**SELECTED EXTRACT:**
HOLLYWOOD, Calif. — It’s fitting that a studio where the Red Hot Chili Peppers once recorded is now a restaurant that pays tribute to its musical roots.

Grandmaster Recorders, which opened Thursday in the former Grandmaster Recordings building on Cahuenga Boulevard, is a tasty take on the many musicians who recorded in the 15,000-square-foot space with a full-service restaurant, cocktail bar and rooftop deck looking out on the Hollywood Hills.


What You Need To Know

  • Grandmaster Recorders is a new restaurant, bar and rooftop that opened in the former Grandmaster Recordings studio

  • Grandmaster Recordings operated as a studio from 1971 to 2016

  • David Bowie, Stevie Wonder, the Red Hot Chili Peppers and Kanye West recorded at Grandmaster

  • The restaurant bar includes a former recording booth from the studio

“Grandmaster Recorders has history you just can’t manufacture,” said restaurant co-owner Grant Smillie, who has spent three years converting the space with his partner David Combes. “When you inherit a space that was home to icons the caliber of Bowie, Blondie, The Foo Fighters, Kanye West, Stevie Wonder and many more, it automatically evokes a sense of nostalgia and informs the way that you think of the place.”

With three distinct spaces on multiple levels, Grandmaster Recorders is an homage to its past with a vintage Grandmaster logo at its entrance, as well as a marquee ticker sign more common to music venues. 

The 71 Studio Bar, named for the year the recording studio opened and featuring a former recording booth, is decked out with a disco ball, gold vinyl records and drum pedals. That theme extends to the cocktails themselves, where customers can order a newfangled vodka drink called the Cheap Trick or a Queens of the Old Fashioned.

**WHAT YOU WILL DO:**
**A.** In his quote in the Grandmaster Recorders article, which musicians does Grant Smillie name?
**B.** According to the Grandmaster Recorders article, during which years did Grandmaster Recordings operate as a studio?
**C.** Continue the Grandmaster Recorders article from its last sentence.
The data is separate from the Grandmaster Recorders article.

**DATA SHOWN:**
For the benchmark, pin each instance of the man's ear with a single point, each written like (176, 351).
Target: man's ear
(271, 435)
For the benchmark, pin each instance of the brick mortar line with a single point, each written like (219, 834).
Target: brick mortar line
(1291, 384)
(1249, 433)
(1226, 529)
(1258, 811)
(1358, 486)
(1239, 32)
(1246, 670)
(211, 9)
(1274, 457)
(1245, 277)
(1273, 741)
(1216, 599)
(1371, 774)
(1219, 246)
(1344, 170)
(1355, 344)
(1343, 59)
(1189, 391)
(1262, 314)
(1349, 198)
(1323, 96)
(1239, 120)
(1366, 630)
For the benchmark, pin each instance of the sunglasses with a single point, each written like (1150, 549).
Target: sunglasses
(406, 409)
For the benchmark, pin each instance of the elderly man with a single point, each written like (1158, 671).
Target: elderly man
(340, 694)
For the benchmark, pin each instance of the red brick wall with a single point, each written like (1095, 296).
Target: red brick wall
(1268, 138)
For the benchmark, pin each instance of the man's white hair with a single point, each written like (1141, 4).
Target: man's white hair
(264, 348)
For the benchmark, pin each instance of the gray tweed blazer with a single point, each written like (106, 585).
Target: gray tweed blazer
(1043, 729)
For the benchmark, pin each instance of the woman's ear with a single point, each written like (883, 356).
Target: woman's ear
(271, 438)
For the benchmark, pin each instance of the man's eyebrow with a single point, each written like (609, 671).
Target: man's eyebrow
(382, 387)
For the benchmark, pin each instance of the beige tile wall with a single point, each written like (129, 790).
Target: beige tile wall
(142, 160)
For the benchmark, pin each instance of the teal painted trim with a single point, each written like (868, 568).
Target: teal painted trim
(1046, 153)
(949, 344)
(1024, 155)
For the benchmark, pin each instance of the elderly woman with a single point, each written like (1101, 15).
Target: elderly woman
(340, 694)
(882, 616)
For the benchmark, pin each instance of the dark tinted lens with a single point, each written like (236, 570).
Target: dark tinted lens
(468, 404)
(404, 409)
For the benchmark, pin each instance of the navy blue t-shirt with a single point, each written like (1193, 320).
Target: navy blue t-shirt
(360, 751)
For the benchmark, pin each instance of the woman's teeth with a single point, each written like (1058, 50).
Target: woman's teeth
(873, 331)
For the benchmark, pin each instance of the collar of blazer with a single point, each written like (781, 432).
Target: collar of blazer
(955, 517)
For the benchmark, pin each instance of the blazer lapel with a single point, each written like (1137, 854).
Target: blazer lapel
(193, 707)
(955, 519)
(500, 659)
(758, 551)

**TASK RESULTS:**
**A.** Bowie, Blondie, The Foo Fighters, Kanye West and Stevie Wonder.

**B.** From 1971 to 2016.

**C.**
A separate restaurant space, converted from a former warehouse, has 150 seats in an area that is industrial chic with red structural beams and exposed concrete setting off saddle green leather chairs and potted fiddle leaf figs. 

Culinary Director Monty Koludrovic said the restaurant is taking a “new world” approach to Italian fare that is neither traditional nor fusion. Instead, it will offer American and Australian versions of Italian classics, including a seafood stew with Maine lobster and a sourdough cavatelli with lamb.

What is served will change with the seasons based on what’s being sold at the Hollywood Farmers Market. 

A third space on the roof is serving its own menu of food and drinks until 2 a.m. from a 4,000-square-foot space with views of the Hollywood Hills. 

Grandmaster Recorders is the latest musically-inspired creation of the Botanical Hospitality Group, which also runs the E.P. & L.P. restaurant and rooftop on Melrose.

Next spring, the group will open another Italian rooftop concept on Melrose called Blondie.